:: DOCUMENT TEXT ::
_____
- Date: December 17, 2011
- Season: 2011
- Stadium: Bronco Stadium
- Location: Boise, Idaho
- MVP: WR LaVon Brazill, Ohio
- Favorite: Utah State by 3
- Referee: Penn Wagers (SEC)
- Attendance: 28,076
- Payout: US$750,000 per team

United States TV coverage
- Network: ESPN
- Announcers: Dave Flemming (Play-by-Play) Mike Bellotti (Analyst) Heather Cox (Sidelines)
- Nielsen ratings: 1.65 (2.4 million)

= 2011 Famous Idaho Potato Bowl =

The 2011 Famous Idaho Potato Bowl, the 15th edition of the game, was a post-season American college football bowl game, held on December 17, 2011 at Bronco Stadium on the campus of Boise State University in Boise, Idaho as part of the 2011–12 NCAA Bowl season.
_____
Excerpts from point annotation data:
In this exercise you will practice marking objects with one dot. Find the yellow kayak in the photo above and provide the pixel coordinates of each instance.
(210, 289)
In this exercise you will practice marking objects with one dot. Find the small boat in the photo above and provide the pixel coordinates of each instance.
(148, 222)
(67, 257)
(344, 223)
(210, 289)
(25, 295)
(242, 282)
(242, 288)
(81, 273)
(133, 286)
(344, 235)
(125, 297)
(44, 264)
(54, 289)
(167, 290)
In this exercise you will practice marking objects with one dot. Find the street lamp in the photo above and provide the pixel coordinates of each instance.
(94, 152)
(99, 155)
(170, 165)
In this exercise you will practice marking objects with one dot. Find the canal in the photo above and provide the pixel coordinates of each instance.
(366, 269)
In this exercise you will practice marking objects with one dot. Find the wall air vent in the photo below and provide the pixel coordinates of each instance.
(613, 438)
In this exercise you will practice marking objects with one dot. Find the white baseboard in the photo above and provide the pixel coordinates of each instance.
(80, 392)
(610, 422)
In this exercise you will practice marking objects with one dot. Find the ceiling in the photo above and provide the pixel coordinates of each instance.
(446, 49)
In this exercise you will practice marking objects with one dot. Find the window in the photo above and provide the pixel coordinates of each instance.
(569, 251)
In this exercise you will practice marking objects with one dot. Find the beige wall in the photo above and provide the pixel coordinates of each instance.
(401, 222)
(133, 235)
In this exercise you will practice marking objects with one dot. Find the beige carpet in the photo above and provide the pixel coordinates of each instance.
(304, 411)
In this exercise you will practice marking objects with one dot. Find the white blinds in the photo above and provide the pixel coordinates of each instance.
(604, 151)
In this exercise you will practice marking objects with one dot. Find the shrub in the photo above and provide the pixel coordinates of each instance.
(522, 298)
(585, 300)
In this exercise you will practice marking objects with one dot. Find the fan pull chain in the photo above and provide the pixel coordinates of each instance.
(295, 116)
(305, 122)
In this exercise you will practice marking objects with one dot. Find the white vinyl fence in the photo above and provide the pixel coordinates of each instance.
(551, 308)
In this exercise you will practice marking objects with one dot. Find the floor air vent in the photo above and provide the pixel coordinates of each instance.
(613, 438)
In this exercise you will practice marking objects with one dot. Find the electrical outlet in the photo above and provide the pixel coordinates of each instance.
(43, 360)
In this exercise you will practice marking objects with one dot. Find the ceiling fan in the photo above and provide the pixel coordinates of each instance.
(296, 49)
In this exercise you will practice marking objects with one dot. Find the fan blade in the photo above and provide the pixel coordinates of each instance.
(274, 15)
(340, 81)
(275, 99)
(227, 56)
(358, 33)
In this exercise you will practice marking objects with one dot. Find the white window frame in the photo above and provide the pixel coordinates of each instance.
_____
:: REQUIRED WORK ::
A. According to the bowl game text, who was named MVP of the game?
B. Does each statement agree with the bowl game text? Answer yes or no for each, and quote the words that decide it. (i) The game was played at Bronco Stadium in Boise, Idaho. (ii) Ohio was favored by 3 points. (iii) Each team was paid US$1 million.
C. Proceed with the bowl game text, starting after its last sentence.
The entries are separate material with no connection to the bowl game text.

:: ANSWER LIST ::
A. WR LaVon Brazill of Ohio was named MVP.

B.
(i) Yes: "Stadium: Bronco Stadium" and "Location: Boise, Idaho"
(ii) No: "Favorite: Utah State by 3"
(iii) No: "Payout: US$750,000 per team"

C.
This was the first year the game was known as the Famous Idaho Potato Bowl. The game was known as the Humanitarian Bowl in 2010.

The game, which was telecast at 3:30 p.m. MT on ESPN, which featured the Utah State Aggies from the Western Athletic Conference (WAC), and the Ohio Bobcats from the Mid-American Conference.

Utah State accepted a bid to compete in the 2011 edition of the game on November 28, with Ohio accepting the other bid on December 4.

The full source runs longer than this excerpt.